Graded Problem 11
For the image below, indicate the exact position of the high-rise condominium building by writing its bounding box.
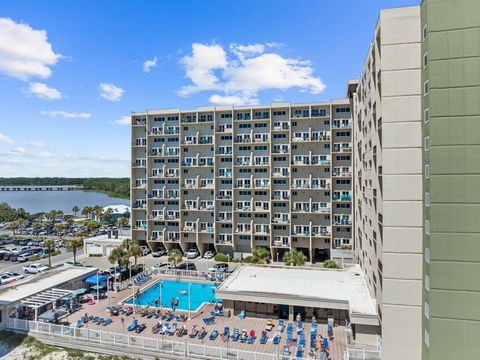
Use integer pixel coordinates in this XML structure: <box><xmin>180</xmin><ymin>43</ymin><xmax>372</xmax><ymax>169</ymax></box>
<box><xmin>352</xmin><ymin>0</ymin><xmax>480</xmax><ymax>360</ymax></box>
<box><xmin>131</xmin><ymin>99</ymin><xmax>352</xmax><ymax>261</ymax></box>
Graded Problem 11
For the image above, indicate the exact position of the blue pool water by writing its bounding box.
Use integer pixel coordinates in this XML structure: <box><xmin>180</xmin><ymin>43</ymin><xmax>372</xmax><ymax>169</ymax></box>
<box><xmin>126</xmin><ymin>280</ymin><xmax>220</xmax><ymax>310</ymax></box>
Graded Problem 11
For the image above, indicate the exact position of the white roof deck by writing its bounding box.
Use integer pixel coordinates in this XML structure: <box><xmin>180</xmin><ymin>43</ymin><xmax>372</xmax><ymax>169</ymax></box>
<box><xmin>0</xmin><ymin>266</ymin><xmax>97</xmax><ymax>305</ymax></box>
<box><xmin>217</xmin><ymin>265</ymin><xmax>377</xmax><ymax>317</ymax></box>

**Exercise goal**: Display each line from the items above that contains the string "bounding".

**Answer to this exercise**:
For the image below, indicate the exact position of the high-rise condominium building by writing its bounding box.
For the image above, indicate the exact position of the blue pool water by writing its bounding box.
For the image above, indicate the exact position of the white roof deck by writing its bounding box.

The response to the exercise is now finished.